- **DESCRIPTION OF THE TASK**: Please write out everything in the peptide therapeutics text below, from "Andrew Huberman explains" down to "a solo episode.", word for word.

Benefits & Risks of Peptide Therapeutics for Physical & Mental Health

Andrew Huberman explains therapeutic peptides for tissue repair, growth hormone, longevity, and libido, plus their real risks and sourcing dangers.

Benefits & Risks of Peptide Therapeutics for Physical & Mental Health
The guest

Andrew Huberman — Professor of neurobiology and ophthalmology at Stanford School of Medicine and host of the Huberman Lab podcast. This is a solo episode.

The gist

In this solo episode, Huberman provides a framework for understanding therapeutic peptides, defining what a peptide is and stressing their pleiotropic (many-effect) nature. He covers four categories: tissue rejuvenation and repair (BPC-157, thymosin beta 4/TB-500), metabolism and growth via growth-hormone-promoting peptides (sermorelin, tesamorelin, CJC-1295, ipamorelin, hexarelin, GHRPs, MK-677), longevity (epitalon/epithalamin), and vitality/libido (melanotan peptides, PT-141/Vyleesi, kisspeptin). Throughout he emphasizes that most data come from animal studies with little to no human clinical evidence, that anecdotal reports may reflect placebo. He repeatedly warns about tumor and cancer growth risks and urges working with a board-certified physician and sourcing LPS-free peptides from pharma or compounding pharmacies. He shares his own experience using sermorelin and stopping it due to reduced REM sleep.

- **INFORMATION GIVEN**:
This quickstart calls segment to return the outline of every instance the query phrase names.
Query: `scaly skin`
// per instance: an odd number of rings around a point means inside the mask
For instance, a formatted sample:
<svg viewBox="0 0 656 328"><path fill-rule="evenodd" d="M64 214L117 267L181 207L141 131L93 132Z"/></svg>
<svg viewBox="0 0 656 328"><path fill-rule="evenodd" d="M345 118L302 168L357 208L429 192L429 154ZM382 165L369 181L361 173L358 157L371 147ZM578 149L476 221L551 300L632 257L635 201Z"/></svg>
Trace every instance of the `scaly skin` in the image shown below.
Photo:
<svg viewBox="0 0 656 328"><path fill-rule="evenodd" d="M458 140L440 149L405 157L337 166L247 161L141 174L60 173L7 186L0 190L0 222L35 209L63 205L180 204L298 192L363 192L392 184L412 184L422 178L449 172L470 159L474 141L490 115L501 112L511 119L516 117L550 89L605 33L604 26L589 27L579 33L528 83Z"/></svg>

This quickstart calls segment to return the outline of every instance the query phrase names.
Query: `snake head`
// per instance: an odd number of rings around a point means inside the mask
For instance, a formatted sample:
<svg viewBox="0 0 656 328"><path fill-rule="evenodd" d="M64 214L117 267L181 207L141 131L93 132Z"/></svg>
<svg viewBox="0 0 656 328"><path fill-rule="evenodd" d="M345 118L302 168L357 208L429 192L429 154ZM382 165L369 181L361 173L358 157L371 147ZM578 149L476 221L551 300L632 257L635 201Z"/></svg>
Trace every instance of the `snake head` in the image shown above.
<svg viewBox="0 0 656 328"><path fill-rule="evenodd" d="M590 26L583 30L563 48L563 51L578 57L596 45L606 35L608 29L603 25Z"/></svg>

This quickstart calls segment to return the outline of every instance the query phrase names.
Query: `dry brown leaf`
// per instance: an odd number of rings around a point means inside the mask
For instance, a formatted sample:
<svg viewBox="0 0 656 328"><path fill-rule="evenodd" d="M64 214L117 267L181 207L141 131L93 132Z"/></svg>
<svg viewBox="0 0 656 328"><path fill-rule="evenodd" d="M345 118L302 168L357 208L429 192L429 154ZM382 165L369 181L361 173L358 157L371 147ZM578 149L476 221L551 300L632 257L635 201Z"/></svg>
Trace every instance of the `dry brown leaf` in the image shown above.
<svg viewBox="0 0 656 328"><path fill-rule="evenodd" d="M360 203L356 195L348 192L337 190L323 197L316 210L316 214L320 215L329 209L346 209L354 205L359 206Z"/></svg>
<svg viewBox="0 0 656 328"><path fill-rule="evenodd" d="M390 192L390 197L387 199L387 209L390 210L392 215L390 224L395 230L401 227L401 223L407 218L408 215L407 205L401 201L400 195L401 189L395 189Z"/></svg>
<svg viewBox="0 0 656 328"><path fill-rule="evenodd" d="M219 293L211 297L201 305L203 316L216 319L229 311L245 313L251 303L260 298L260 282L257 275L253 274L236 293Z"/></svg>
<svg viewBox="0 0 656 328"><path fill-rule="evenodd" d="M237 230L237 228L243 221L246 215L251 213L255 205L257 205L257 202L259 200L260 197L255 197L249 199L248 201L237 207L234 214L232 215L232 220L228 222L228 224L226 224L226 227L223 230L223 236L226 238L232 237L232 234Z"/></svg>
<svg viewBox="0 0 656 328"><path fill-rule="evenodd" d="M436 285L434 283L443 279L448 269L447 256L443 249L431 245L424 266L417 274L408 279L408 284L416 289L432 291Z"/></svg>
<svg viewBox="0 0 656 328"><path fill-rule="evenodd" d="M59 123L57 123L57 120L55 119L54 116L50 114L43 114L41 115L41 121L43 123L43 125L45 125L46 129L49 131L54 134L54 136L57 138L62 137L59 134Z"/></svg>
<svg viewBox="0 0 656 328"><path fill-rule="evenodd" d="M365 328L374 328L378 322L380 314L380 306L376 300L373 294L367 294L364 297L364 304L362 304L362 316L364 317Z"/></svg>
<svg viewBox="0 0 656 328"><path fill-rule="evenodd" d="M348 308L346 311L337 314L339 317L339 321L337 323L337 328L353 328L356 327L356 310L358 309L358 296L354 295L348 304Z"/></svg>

- **FINAL ANSWER**:
Andrew Huberman explains therapeutic peptides for tissue repair, growth hormone, longevity, and libido, plus their real risks and sourcing dangers.

Benefits & Risks of Peptide Therapeutics for Physical & Mental Health
The guest

Andrew Huberman — Professor of neurobiology and ophthalmology at Stanford School of Medicine and host of the Huberman Lab podcast. This is a solo episode.